Tugas Singkat 1: Ulangi bagian teks tentang privatisasi BUMN antara "Karena mengadopsi ekonomi" dan "asing dan privatisasi.", termasuk kedua batas itu.
Tugas Singkat 2: Sambung teks tentang privatisasi BUMN mulai setelah kalimat terakhirnya.

Teks Bacaan:
----

Karena mengadopsi ekonomi kapitalisme, negeri ini terjebak dalam jerat utang dan harus menjadi pasien IMF. Negeri ini harus tunduk pada formula strategi ekonomi yang disodorkan oleh IMF yang disebut Konsensus Washington, yaitu berupa kebijakan penyesuaian struktural (struktural adjustment policy/SAP). SAP meliputi liberalisasi impor dan pelaksanaan sumber-sumber keuangan secara bebas (liberalisasi keuangan), devaluasi mata uang, pelaksanaan kebijakan fiskal dan moneter dengan pembatasan kredit untuk rakyat, pengenaan tingkat suku bunga yang tinggi, penghapusan subsidi, peningkatan harga-harga public utilities (kebutuhan rakyat), peningkatan pajak, menekan tuntutan kenaikan upah, liberalisasi investasi terutama investasi asing dan privatisasi.

Akibat langsung yang dirasakan rakyat negeri ini adalah penghapusan subsidi. Kebutuhan rakyat pun menjadi mahal tak terjangkau. Demi memenuhi amanat liberalisasi investasi, kekayaan alam (minyak dan barang tambang) diserahkan kepada pihak asing. Sesuai mandat privatisasi, BUMN-BUMN pun beralih ke tangan swasta, khususnya asing. Tahun 2007 sebanyak 15 BUMN telah diprivatisasi. Tahun 2008 ini direncanakan sebanyak 44 BUMN akan diprivatisasi. Bahkan Wapres Yusuf Kalla pernah menyampaikan bahwa hingga tahun 2009 jumlah BUMN yang akan diprivatisasi mencapai 69 BUMN. Pemerintah menargetkan pada tahun 2015 hanya memiliki 25 BUMN.

Privatisasi BUMN itu merupakan agenda pihak asing. Mereka langsung mengawalnya sejak awal. World Bank, IMF, ADB dan USAID membuatkan serangkaian alasan dan petunjuk yang dipakai Pemerintah untuk melaksanakan privatisasi. Hal itu tertuang dalam dokumen legal Guidelines for Privatization Programs. Dalam rilis berita ADB, Project Information: State-Owned Enterprise Governance and Privatization Program, dinyatakan bahwa Indonesia diberi utang US $ 400 juta dengan syarat harus menjalankan program privatisasi. AS melalui USAID, bekerjasama dengan World Bank, juga mengawal privatisasi di Indonesia seperti yang tertuang dalam dokumen USAID Strategic Plan for Indenesia 2004-2008.

----

Data yang Diberikan:
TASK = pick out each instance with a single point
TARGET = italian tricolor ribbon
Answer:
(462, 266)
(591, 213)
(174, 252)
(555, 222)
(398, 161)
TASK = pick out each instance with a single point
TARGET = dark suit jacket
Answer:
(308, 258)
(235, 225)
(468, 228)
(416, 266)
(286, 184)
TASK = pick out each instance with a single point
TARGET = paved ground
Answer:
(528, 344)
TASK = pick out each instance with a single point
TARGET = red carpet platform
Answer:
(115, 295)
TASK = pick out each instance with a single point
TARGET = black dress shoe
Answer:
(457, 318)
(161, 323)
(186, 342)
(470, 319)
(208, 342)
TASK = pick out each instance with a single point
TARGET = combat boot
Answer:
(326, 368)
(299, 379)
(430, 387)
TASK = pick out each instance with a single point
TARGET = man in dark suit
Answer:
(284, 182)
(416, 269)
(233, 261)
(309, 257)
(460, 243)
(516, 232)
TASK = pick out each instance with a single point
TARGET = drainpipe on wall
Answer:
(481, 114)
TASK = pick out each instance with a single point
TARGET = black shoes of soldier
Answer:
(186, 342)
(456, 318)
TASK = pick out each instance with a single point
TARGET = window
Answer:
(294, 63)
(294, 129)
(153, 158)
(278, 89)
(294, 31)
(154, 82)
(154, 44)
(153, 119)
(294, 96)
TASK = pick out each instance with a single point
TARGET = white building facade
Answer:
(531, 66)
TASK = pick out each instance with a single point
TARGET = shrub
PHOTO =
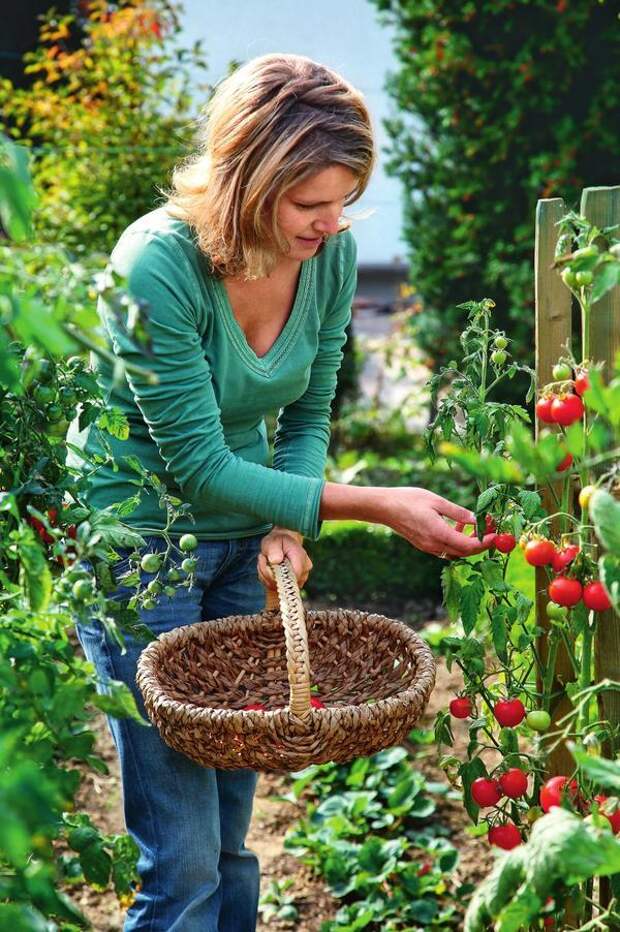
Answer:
(500, 103)
(107, 116)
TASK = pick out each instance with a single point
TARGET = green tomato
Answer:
(556, 612)
(46, 371)
(562, 371)
(54, 413)
(68, 397)
(538, 720)
(569, 278)
(151, 562)
(82, 589)
(584, 278)
(44, 394)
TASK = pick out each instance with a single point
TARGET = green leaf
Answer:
(605, 514)
(471, 599)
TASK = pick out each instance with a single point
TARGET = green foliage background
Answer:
(500, 103)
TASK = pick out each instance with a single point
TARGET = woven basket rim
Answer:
(182, 710)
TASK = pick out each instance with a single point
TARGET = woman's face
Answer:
(311, 209)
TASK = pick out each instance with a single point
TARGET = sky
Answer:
(345, 35)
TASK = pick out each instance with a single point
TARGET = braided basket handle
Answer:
(291, 607)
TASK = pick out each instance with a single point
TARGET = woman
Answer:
(249, 274)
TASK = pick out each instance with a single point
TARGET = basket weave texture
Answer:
(373, 674)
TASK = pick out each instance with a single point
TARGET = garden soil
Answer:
(100, 797)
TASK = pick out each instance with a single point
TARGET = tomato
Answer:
(562, 558)
(582, 382)
(505, 543)
(509, 712)
(557, 789)
(543, 409)
(513, 783)
(585, 495)
(506, 836)
(539, 552)
(566, 409)
(151, 562)
(461, 707)
(556, 612)
(44, 394)
(538, 720)
(613, 817)
(54, 413)
(569, 278)
(565, 591)
(562, 372)
(595, 597)
(565, 464)
(485, 792)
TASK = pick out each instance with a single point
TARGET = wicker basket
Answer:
(373, 674)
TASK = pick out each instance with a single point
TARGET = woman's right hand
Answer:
(420, 516)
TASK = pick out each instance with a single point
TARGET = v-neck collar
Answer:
(271, 359)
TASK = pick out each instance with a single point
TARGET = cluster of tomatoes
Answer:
(563, 407)
(565, 590)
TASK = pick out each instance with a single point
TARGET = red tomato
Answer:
(461, 707)
(505, 543)
(566, 409)
(595, 597)
(506, 836)
(613, 818)
(566, 463)
(485, 792)
(543, 409)
(582, 382)
(513, 783)
(565, 591)
(509, 712)
(539, 552)
(555, 790)
(562, 558)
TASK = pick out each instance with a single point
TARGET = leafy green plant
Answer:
(107, 116)
(369, 831)
(499, 104)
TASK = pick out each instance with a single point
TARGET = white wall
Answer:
(343, 34)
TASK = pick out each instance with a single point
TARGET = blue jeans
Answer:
(189, 822)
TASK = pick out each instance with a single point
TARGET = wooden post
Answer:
(553, 330)
(601, 206)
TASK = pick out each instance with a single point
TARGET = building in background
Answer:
(347, 36)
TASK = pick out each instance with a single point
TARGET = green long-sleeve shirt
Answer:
(201, 428)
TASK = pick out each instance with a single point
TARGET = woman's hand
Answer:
(277, 545)
(420, 517)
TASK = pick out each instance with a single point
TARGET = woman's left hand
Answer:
(275, 546)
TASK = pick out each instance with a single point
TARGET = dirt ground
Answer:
(100, 797)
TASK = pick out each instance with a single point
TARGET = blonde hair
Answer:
(272, 123)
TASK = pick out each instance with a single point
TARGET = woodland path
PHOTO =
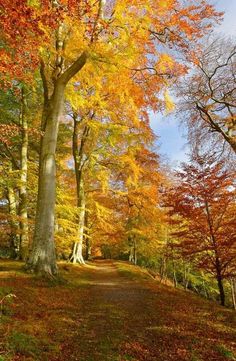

----

Jawaban 1:
Karena mengadopsi ekonomi kapitalisme, negeri ini terjebak dalam jerat utang dan harus menjadi pasien IMF. Negeri ini harus tunduk pada formula strategi ekonomi yang disodorkan oleh IMF yang disebut Konsensus Washington, yaitu berupa kebijakan penyesuaian struktural (struktural adjustment policy/SAP). SAP meliputi liberalisasi impor dan pelaksanaan sumber-sumber keuangan secara bebas (liberalisasi keuangan), devaluasi mata uang, pelaksanaan kebijakan fiskal dan moneter dengan pembatasan kredit untuk rakyat, pengenaan tingkat suku bunga yang tinggi, penghapusan subsidi, peningkatan harga-harga public utilities (kebutuhan rakyat), peningkatan pajak, menekan tuntutan kenaikan upah, liberalisasi investasi terutama investasi asing dan privatisasi.

Jawaban 2:
Tampak jelas, kebijakan ekonomi negeri ini dikendalikan oleh asing/penjajah. Padahal BUMN, jika dikelola dengan baik, bisa menjadi sumber pemasukan sangat besar bagi negara untuk menjalankan pembangunan, memberikan pelayanan terbaik kepada rakyat dan mensejahterakan seluruh rakyatnya. Namun, karena privatisasi, negara kehilangan sumber pemasukan. Beban pembiayaan negara pun dibebankan kepada rakyat. Misalnya melalui pajak dan pungutan lain yang beragam dan bertambah besar. Beban yang harus ditanggung oleh rakyat pun kian hari kian berat.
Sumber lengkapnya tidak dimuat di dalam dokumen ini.